Trecho fornecido:
Por: Washington Novaes Foto: Luciano Candisani
Matéria publicada na Revista National Geographic
A despeito de tantas virtudes, o Cerrado parece condenado. Segundo a Embrapa Monitoramento por Satélites, menos de 5% da área total do ambiente apresenta fragmentos com mais de 2 mil hectares contínuos, capazes de sobreviver - em trechos menores as cadeias genéticas, reprodutivas, alimentares não conseguem se manter. E em boa parte dos fragmentos menores há ocupação progressiva em "pastagens naturais". Para piorar, o recente avanço da cana-de-açúcar no Cerrado está causando forte desmatamento nos dois Mato Grosso, além de Goiás, Tocantins, Piauí e oeste da Bahia, quando a expansão poderia perfeitamente acontecer em áreas de pastagens, onde o índice de degradação está em torno de 70% do total. A produção de carvão para siderúrgicas é outro sério problema.
Além da perda da biodiversidade - da qual poderiam vir novos medicamentos, alimentos e materiais -, a devastação terá graves conseqüências no clima. De acordo com o Ministério do Meio Ambiente, de 750 milhões de toneladas anuais de emissão de gases no país como resultado de desmatamento e queimadas, a Amazônia responde por 59%. E isso quer dizer que 41% ocorrem fora de lá, principalmente no Cerrado. Nos cenários que traçou para o Brasil, o Instituto Nacional de Pesquisas Espaciais já prevê para o centro-oeste um aumento de temperatura entre 4 e 6 graus Celsius ao longo deste século. A perda também será relevante na área dos recursos hídricos, já que nas áreas desmatadas é bem menor a retenção de água. O Ministério do Meio Ambiente tem indicações de que está se reduzindo o volume de água retido no subsolo. Com isso, poderão ser afetadas inclusive as bacias em outros biomas que recebem água do Cerrado.

Itens de dados:

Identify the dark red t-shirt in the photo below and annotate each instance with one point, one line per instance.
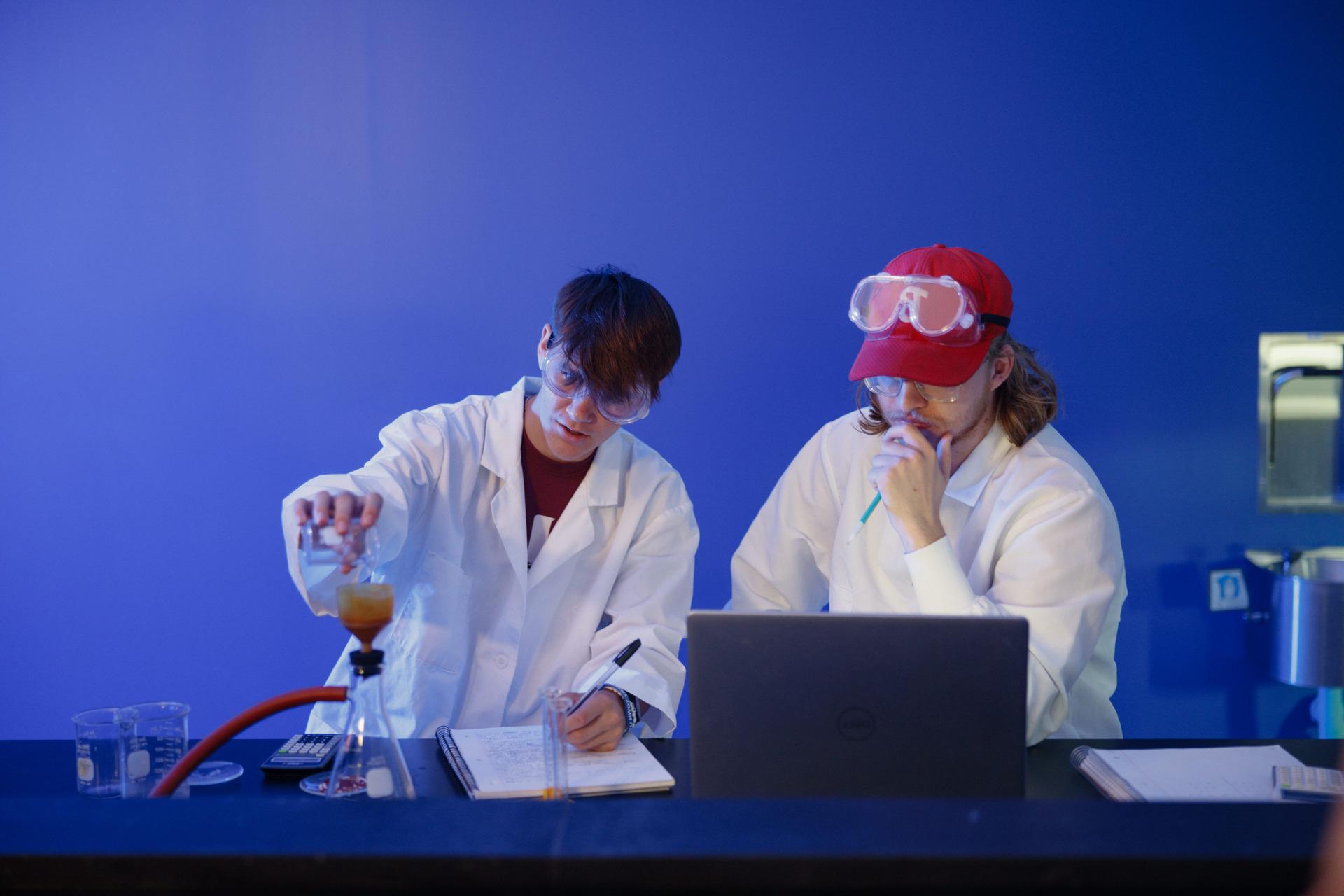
(549, 485)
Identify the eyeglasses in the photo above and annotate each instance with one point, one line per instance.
(890, 387)
(566, 381)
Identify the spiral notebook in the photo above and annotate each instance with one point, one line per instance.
(1184, 774)
(505, 763)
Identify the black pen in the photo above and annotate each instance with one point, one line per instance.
(604, 673)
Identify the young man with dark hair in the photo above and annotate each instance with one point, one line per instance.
(988, 511)
(527, 535)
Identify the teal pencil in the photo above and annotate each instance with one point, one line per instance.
(858, 527)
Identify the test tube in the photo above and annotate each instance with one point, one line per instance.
(554, 743)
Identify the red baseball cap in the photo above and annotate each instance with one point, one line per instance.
(904, 351)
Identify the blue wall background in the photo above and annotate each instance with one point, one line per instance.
(237, 238)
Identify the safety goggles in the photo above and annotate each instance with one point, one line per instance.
(890, 387)
(566, 381)
(939, 308)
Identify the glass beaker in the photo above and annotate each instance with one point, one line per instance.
(97, 752)
(153, 738)
(554, 743)
(323, 546)
(369, 760)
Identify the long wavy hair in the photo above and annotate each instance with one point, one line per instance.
(1023, 403)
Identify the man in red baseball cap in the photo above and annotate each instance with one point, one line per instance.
(987, 510)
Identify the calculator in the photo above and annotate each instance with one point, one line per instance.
(1306, 782)
(302, 754)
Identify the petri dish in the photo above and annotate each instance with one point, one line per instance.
(316, 785)
(214, 773)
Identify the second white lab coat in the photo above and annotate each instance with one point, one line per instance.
(477, 634)
(1030, 533)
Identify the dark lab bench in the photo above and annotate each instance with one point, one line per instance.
(258, 832)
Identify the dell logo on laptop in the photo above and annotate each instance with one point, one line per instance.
(857, 724)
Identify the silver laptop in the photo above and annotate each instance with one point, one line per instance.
(819, 704)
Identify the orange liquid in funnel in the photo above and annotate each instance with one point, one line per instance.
(365, 610)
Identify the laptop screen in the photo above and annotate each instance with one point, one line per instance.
(819, 704)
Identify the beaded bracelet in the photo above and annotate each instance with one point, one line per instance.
(632, 708)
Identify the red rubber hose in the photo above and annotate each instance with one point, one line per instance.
(242, 720)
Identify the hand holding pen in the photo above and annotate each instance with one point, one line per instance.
(598, 724)
(910, 477)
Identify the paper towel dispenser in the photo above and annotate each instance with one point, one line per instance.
(1301, 425)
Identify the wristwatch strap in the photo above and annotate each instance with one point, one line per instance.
(632, 706)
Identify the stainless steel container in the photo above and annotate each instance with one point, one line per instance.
(1308, 621)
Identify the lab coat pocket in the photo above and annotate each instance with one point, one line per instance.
(433, 624)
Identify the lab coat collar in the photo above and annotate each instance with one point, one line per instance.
(503, 450)
(971, 479)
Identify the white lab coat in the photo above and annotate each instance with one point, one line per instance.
(1030, 533)
(477, 634)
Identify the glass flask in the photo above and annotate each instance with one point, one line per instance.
(369, 761)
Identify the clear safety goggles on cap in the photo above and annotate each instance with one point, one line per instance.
(566, 381)
(941, 309)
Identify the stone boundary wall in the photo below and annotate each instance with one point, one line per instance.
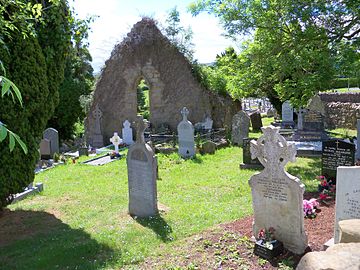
(341, 109)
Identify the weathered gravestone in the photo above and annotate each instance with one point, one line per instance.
(358, 140)
(347, 196)
(142, 167)
(127, 133)
(240, 127)
(98, 140)
(116, 141)
(256, 121)
(45, 149)
(186, 136)
(277, 196)
(52, 135)
(336, 153)
(248, 162)
(287, 115)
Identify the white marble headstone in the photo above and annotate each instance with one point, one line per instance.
(142, 167)
(277, 196)
(186, 136)
(347, 196)
(240, 127)
(127, 133)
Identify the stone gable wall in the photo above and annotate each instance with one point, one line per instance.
(146, 53)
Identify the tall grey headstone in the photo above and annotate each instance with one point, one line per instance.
(240, 127)
(45, 149)
(53, 136)
(186, 136)
(127, 133)
(98, 140)
(357, 155)
(142, 172)
(347, 196)
(277, 196)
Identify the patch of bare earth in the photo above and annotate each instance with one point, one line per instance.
(228, 246)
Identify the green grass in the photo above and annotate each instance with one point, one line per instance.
(80, 220)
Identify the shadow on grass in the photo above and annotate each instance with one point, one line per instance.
(39, 240)
(158, 225)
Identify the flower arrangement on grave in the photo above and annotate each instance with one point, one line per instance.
(327, 189)
(310, 207)
(266, 245)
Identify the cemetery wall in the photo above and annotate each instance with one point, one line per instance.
(146, 54)
(341, 109)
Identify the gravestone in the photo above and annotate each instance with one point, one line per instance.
(347, 196)
(256, 121)
(186, 136)
(240, 127)
(248, 162)
(357, 140)
(45, 149)
(52, 135)
(287, 115)
(116, 141)
(127, 133)
(98, 140)
(277, 196)
(336, 153)
(142, 172)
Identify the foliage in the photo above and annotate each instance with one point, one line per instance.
(178, 35)
(17, 169)
(289, 55)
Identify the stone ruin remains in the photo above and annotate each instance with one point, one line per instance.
(147, 54)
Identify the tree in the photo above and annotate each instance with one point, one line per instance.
(288, 56)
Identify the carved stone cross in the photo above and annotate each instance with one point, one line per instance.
(141, 125)
(272, 150)
(116, 140)
(184, 113)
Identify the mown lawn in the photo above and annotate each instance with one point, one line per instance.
(80, 220)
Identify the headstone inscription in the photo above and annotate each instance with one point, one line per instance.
(186, 136)
(45, 149)
(347, 196)
(142, 168)
(127, 133)
(256, 121)
(116, 141)
(240, 127)
(248, 162)
(277, 196)
(53, 136)
(98, 140)
(357, 140)
(336, 153)
(287, 115)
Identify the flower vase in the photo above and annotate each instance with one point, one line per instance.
(265, 252)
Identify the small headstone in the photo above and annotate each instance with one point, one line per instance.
(142, 173)
(287, 115)
(45, 149)
(127, 133)
(256, 121)
(277, 196)
(116, 141)
(240, 127)
(53, 136)
(347, 196)
(336, 153)
(358, 141)
(208, 147)
(98, 140)
(186, 136)
(248, 162)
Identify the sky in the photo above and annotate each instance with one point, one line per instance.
(116, 17)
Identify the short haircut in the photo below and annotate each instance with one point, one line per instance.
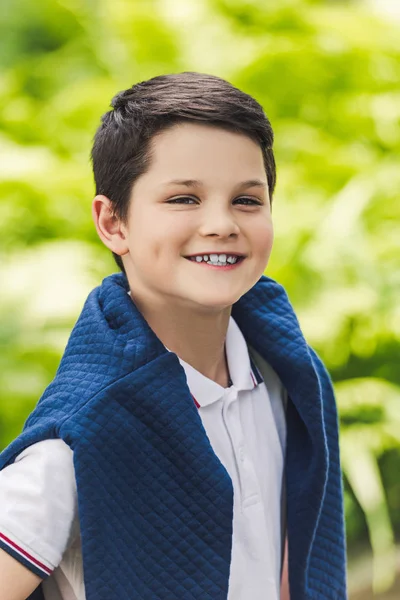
(122, 143)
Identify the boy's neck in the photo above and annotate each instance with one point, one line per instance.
(198, 339)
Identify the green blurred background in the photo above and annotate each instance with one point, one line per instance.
(327, 74)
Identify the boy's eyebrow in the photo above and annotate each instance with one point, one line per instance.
(196, 183)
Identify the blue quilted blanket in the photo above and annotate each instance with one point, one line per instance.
(155, 503)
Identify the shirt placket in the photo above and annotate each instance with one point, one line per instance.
(248, 483)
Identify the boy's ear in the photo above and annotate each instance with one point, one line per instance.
(109, 228)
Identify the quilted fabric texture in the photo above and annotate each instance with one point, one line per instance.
(155, 503)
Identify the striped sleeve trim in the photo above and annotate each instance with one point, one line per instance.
(24, 557)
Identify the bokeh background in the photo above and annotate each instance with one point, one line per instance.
(327, 74)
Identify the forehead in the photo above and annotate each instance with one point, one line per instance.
(199, 151)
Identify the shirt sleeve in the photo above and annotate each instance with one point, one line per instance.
(38, 506)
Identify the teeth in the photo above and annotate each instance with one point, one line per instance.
(215, 259)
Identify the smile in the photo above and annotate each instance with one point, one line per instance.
(216, 263)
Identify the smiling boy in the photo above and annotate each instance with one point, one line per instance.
(187, 395)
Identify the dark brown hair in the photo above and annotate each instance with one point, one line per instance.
(121, 148)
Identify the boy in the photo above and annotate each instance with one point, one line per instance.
(153, 465)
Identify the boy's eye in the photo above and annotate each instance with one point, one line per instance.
(247, 200)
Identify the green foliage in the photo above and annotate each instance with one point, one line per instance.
(327, 75)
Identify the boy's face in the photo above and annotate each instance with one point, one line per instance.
(218, 215)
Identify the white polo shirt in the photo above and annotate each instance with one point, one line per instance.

O que fazer: Continue o texto sobre a devastação do Cerrado a partir da última frase dele. O material não serve para nada aqui.

Resposta do exercício:
Contribui para o descaso com esse bioma o fato de ele não haver sido incluído entre os que a Constituição de 1988, no artigo 225, parágrafo 4º, considera "patrimônio nacional", como a floresta Amazônica, a mata Atlântica, a serra do Mar e o Pantanal Mato-Grossense. Há quase 14 anos está empacada no Congresso Nacional uma proposta de emenda constitucional que retiraria do Cerrado, da Caatinga e do Pampa essa condição de "primos pobres" entre os ecossistemas brasileiros e os incluiria no artigo 225. Contudo, a bancada ruralista, com outros apoios, não permite que seja aprovada, pois considera o Cerrado o lugar ideal para a expansão da agropecuária. Essa não é a visão apenas dessa ala do Congresso. Ela tem adeptos nos mais altos níveis do governo federal.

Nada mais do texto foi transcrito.